Please explain how you came up with the idea that voluntarily giving up one's income is fraud. Doctors, dentists, lawyers, and even life & disability insurance analysts often do this as a matter of their public responsibility.

He might be over-billing the insurance company, in which case, he'll be penalized and can even lose his license.

This, on the other hand, could be an example of insurance fraud, but it is entirely UNRELATED to the concept of copayments.

100 years ago or more, people who had no money to pay the doctor offered chickens, cows, pigs, fresh produce or other craft services in exchange for their treatments. Times were much simpler then, but this would not have ever been considered fraud on anyone's part.

Advice may be cheap, but wrong advice is dangerous.

Posted: Mon Feb 04, 2013 05:13 pm Post Subject:

Actually I just found out about this. I believe it can be considered fraud. However it won't be on your part it will be on the physician/ dentists part. There is a federal law regarding this atleast when it comes to writing off deductibles and copayments can be considered fradulent. This is because it is breaking the contract the physician has with the insurance company. The physician has agreed upon a certain amount of a payment for a procedure and if a copayment is waived then the provider is not receiving his full payment. If a copayment / deductible is written off technically you need to be able to prove that the patient has a financial hardship. This is especially true for Medicare and Medicaid patients.

Posted: Mon Feb 04, 2013 06:58 pm Post Subject:

when it comes to writing off deductibles and copayments can be considered fradulent


There is no explicit federal law concerning this. New York and a few states have enacted legislation that seems to make the practice equivalent to filing a false claim. As far as I know, there is no case law on the subject. The "problem" is also defined in terms of "automatically" waiving payments as a matter of routine.

A physician charged with such an offense would probably be able to avoid a conviction if he/she stated that his/her act was "a decision, in the exercise of business judgment, not to pursue the full legal remedies available to collect a debt [and] would not constitute insurance fraud." They simply have to bill it, make one attempt to collect it (sending a bill), and choose not turn it over to collections. It would be a prudent choice not to claim any "bad debt" deductions on their income taxes.

Think of it from a different perspective: A physician submits a bill for orthopedic surgery to fix a broken ankle in the amount of $7,500. Based on "usual, customary, and reasonable fees charged by other surgeons of similar skill and experience," (and a PPO contract) the insurance company pays the physician $77.50. Is that not "criminal"? It's not fraudulent, because the physician signed a contract accepting the payment. And the physician does not deduct the $7422.50 as a bad debt on his income tax return.

There is no certainty that the PPACA will ever improve the payments to physicians and hospitals. Both are in danger of being put out of business, leaving the American public at risk of having to rely only on the government for its health care services . . . as Canadians do . . . and having to wait in lines as long as 6 months to a year to get an MRI for things like a knee injury.

In an era when physicians and insurance companies both are being castigated for charging too much money, and since the PPACA is going to drive insurance companies out of business, physicians in states like Vermont, which wants to have its own single-payer system by 2017, will surely choose to leave the state rather than be forced to accept a state-mandated payment for their services in order for the state to achieve "cost-containment" in health care, it seems ludicrous to me to add this insult to injury.

The PPACA [and the resulting state laws which have had to be enacted] is probably the single biggest disincentive for a person to become a physician in the US. Who in their right mind is going to incur $200,000-$500,000 of education debt to complete medical school, only to face the next 40 years of their life paying off that debt with little hope of saving any money for "retirement". The socialists have won a major battle in their quest to destroy American democracy, one from which America might not recover.

- [Problem 1]:
Answer these questions about the forum thread on waiving copayments:
(a) What did people offer doctors in exchange for treatment 100 years ago or more, when they had no money?
(b) In the broken-ankle example, how much does the insurance company pay the physician?
(c) By what year does Vermont want to have its own single-payer system?
- [Problem 2]:
Repeat, word for word, the part of the forum thread starting at "Posted: Mon Feb 04, 2013 05:13" and ending at "and Medicaid patients.".

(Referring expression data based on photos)
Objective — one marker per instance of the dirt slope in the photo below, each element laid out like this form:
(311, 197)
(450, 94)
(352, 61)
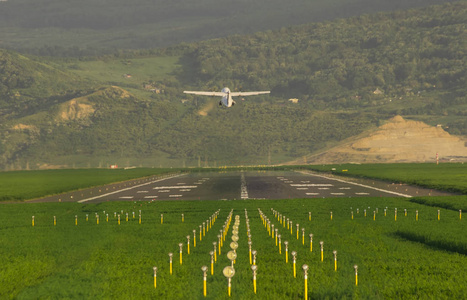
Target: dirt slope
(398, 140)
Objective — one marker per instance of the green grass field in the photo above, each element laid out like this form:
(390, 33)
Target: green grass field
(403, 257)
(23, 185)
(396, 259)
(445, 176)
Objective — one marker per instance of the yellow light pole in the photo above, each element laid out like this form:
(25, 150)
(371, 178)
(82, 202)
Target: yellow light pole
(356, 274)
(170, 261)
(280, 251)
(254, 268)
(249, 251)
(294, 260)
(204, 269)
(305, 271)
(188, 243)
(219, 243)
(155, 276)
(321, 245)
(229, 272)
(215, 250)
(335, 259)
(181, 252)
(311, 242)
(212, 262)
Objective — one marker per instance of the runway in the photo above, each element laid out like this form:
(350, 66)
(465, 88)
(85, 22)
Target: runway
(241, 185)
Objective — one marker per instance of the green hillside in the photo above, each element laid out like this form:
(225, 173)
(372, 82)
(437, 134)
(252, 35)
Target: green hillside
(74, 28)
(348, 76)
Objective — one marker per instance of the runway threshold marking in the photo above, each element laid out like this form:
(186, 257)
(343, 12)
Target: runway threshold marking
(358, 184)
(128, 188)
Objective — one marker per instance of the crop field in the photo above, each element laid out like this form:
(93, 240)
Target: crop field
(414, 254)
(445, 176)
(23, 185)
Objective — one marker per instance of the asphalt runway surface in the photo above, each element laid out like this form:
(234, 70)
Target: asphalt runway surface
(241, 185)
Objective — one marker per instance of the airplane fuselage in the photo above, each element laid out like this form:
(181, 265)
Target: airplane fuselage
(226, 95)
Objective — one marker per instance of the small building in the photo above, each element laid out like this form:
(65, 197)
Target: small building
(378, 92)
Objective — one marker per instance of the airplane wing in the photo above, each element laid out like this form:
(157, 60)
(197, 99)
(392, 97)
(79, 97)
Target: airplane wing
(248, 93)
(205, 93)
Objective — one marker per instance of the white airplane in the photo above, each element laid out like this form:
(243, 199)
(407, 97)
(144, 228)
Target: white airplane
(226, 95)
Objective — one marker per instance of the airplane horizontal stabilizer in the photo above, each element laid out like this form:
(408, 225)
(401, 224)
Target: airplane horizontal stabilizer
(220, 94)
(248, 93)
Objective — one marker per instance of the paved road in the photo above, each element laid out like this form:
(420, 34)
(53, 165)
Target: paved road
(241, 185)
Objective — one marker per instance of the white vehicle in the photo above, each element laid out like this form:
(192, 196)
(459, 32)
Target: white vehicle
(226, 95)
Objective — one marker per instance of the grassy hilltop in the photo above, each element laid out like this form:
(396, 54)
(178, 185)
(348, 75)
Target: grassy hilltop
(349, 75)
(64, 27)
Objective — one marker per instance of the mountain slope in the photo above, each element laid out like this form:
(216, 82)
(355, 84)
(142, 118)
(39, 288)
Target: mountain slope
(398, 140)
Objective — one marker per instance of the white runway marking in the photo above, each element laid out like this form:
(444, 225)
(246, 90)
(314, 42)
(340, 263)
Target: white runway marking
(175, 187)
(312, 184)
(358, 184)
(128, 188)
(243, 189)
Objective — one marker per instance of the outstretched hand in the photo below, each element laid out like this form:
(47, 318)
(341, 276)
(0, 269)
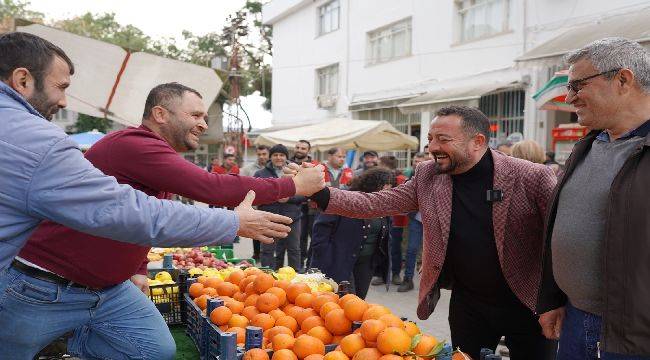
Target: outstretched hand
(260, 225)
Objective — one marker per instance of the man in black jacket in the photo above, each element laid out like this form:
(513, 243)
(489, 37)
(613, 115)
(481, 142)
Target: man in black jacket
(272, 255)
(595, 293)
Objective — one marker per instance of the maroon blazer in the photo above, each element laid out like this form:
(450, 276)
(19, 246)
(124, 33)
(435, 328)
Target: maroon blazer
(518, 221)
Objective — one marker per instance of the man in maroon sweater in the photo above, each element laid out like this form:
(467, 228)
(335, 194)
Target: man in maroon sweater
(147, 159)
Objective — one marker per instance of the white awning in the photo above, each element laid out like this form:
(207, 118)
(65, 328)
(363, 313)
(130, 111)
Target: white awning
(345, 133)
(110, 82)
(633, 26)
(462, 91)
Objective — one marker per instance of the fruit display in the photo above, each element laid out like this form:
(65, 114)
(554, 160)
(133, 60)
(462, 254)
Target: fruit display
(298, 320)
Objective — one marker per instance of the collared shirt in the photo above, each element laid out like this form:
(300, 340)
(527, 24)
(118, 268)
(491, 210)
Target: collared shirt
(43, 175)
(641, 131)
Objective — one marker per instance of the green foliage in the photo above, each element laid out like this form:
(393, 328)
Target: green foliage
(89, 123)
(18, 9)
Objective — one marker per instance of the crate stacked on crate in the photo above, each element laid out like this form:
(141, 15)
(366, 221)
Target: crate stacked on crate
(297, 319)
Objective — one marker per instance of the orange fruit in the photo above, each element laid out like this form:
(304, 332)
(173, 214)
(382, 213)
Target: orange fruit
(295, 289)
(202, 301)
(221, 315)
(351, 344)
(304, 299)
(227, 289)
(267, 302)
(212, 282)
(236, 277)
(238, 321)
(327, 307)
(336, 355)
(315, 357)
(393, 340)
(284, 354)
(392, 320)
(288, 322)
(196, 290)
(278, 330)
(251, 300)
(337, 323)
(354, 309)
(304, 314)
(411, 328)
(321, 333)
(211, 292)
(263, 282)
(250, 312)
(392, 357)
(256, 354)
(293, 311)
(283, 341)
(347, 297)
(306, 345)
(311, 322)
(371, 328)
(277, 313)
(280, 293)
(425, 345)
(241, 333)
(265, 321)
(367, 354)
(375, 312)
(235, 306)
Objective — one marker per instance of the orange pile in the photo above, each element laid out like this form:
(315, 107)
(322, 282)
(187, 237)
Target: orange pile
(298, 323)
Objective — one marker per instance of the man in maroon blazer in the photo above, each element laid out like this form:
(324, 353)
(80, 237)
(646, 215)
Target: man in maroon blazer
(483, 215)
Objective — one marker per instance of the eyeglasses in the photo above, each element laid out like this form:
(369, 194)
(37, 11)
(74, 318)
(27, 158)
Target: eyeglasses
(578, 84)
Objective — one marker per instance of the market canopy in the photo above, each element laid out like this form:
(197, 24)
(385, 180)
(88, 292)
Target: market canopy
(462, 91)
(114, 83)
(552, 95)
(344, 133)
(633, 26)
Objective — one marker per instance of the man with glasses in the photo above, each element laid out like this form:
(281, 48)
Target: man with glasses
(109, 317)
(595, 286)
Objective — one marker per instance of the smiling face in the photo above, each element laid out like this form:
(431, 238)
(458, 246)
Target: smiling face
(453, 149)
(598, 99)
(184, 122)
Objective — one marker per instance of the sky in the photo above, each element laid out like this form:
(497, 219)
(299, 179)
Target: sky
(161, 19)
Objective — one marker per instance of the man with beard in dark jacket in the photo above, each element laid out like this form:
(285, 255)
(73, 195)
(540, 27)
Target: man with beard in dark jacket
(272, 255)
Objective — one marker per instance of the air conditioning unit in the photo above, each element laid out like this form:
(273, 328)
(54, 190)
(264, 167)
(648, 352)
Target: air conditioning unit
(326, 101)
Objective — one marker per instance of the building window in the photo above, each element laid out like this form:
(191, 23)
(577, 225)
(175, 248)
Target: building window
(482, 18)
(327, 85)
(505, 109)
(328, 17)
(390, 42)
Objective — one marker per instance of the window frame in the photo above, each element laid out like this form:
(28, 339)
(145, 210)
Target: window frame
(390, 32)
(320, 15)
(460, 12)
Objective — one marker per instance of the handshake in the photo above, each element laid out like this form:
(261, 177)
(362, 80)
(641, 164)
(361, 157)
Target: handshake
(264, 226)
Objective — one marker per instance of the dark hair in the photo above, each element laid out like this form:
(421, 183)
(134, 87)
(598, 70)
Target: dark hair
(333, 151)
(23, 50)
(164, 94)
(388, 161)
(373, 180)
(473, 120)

- [Task output 1]:
(a) Chickens, cows, pigs, fresh produce or other craft services.
(b) $77.50.
(c) 2017.

- [Task output 2]:
Posted: Mon Feb 04, 2013 05:13 pm Post Subject:

Actually I just found out about this. I believe it can be considered fraud. However it won't be on your part it will be on the physician/ dentists part. There is a federal law regarding this atleast when it comes to writing off deductibles and copayments can be considered fradulent. This is because it is breaking the contract the physician has with the insurance company. The physician has agreed upon a certain amount of a payment for a procedure and if a copayment is waived then the provider is not receiving his full payment. If a copayment / deductible is written off technically you need to be able to prove that the patient has a financial hardship. This is especially true for Medicare and Medicaid patients.